======== DATASET EXCERPTS ========

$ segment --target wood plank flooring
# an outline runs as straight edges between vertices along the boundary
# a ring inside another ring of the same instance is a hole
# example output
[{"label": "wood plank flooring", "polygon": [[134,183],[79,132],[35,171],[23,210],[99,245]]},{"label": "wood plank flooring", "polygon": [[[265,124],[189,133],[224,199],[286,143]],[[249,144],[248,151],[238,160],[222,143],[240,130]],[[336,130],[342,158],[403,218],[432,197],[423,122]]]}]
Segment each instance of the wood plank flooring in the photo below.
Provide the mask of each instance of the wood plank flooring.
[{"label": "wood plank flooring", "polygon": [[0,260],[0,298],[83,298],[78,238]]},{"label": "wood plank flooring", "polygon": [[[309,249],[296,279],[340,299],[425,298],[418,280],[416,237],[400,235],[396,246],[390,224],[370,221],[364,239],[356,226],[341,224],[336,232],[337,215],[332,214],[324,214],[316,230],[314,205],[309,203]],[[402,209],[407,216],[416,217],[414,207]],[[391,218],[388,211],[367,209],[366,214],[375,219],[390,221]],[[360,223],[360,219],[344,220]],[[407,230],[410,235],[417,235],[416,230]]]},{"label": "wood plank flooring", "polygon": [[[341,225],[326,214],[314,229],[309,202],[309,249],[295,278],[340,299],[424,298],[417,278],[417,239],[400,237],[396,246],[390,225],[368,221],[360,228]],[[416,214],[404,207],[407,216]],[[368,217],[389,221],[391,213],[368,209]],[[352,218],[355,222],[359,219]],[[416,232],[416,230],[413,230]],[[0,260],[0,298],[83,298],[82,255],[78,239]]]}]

========

AIM: Reproduce verbatim the data from its first line through the line containing "Provide the mask", with both ends included.

FULL ANSWER:
$ segment --target wood plank flooring
# an outline runs as straight edges between vertices along the boundary
# a ring inside another ring of the same instance is a hole
# example output
[{"label": "wood plank flooring", "polygon": [[134,183],[79,132],[35,171],[23,210],[99,245]]},{"label": "wood plank flooring", "polygon": [[[265,124],[189,133],[224,199],[286,143]],[[249,144],[248,151],[238,160],[222,143],[240,130]],[[336,130],[342,158],[403,218],[432,197],[423,122]]]}]
Segment each instance of the wood plank flooring in the photo below.
Provide the mask of each instance of the wood plank flooring.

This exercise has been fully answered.